From the records below, quote every line from the line containing "Outline every instance of the wet sand." through the line containing "M 44 86 L 2", keeping both of those lines and reproducing each one unchanged.

* start Exercise data *

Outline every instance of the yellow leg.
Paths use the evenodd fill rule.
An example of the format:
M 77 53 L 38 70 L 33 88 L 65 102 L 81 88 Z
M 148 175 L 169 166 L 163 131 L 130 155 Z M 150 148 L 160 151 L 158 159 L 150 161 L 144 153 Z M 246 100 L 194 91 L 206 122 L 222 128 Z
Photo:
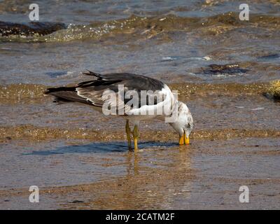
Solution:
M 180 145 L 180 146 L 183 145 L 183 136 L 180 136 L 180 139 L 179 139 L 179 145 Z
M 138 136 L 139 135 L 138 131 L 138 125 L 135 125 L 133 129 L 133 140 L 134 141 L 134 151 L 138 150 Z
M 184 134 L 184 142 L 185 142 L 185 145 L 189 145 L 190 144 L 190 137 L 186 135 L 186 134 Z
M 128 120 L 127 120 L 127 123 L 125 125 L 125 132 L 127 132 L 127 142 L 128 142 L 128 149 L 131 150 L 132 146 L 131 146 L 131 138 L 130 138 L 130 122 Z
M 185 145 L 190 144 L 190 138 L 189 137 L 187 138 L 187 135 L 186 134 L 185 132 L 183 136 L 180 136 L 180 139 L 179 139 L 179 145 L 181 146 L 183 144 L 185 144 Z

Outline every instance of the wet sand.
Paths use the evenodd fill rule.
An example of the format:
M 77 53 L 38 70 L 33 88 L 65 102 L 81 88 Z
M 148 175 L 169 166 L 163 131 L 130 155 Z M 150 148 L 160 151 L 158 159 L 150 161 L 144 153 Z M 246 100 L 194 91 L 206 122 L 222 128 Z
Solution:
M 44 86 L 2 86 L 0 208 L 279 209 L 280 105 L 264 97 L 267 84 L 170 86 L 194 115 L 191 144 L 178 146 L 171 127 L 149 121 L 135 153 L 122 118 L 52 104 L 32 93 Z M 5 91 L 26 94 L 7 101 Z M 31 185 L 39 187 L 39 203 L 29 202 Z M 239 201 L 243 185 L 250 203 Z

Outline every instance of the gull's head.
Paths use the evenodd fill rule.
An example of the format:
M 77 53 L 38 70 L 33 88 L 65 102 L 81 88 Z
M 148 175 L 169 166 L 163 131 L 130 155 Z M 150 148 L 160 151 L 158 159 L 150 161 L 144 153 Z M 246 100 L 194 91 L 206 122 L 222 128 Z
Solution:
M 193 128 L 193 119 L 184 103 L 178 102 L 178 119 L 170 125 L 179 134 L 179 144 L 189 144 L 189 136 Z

* end Exercise data *
* start Exercise data *

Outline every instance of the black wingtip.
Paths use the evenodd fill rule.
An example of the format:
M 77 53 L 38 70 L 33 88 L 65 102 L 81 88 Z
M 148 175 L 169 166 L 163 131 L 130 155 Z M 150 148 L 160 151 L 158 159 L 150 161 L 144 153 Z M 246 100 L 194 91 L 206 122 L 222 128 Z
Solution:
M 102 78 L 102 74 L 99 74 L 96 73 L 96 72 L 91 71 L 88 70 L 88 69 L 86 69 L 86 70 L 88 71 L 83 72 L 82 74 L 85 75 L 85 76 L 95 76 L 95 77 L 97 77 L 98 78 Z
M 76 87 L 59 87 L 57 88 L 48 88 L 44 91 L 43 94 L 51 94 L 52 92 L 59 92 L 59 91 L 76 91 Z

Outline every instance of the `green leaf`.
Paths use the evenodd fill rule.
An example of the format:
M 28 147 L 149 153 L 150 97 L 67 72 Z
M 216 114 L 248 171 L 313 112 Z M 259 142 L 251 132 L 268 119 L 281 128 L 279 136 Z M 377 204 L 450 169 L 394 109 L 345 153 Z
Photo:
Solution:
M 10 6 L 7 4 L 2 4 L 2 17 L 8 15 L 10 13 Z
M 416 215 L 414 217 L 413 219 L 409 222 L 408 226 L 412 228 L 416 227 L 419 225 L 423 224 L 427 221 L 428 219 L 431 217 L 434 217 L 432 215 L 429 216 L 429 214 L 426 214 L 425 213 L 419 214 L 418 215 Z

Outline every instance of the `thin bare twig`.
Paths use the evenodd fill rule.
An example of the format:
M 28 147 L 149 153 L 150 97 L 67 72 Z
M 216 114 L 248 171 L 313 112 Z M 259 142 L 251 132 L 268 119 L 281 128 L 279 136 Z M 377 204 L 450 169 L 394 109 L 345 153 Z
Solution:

* end Exercise data *

## Complete response
Outline every instance of the wet sand.
Paths use the evenodd fill rule.
An example of the format:
M 77 53 L 38 70 L 33 88 L 65 102 L 81 88 Z
M 148 175 L 169 166 L 163 131 L 130 155 Z M 150 148 L 160 151 L 158 159 L 150 161 L 144 153 Z M 246 100 L 194 91 L 206 122 L 222 128 Z
Solution:
M 44 86 L 2 86 L 0 208 L 279 209 L 280 105 L 264 97 L 267 84 L 170 86 L 194 115 L 191 144 L 178 146 L 171 127 L 149 121 L 135 153 L 122 118 L 52 104 L 32 93 Z M 5 91 L 26 94 L 7 101 Z M 31 185 L 39 187 L 39 203 L 29 202 Z M 239 201 L 243 185 L 250 203 Z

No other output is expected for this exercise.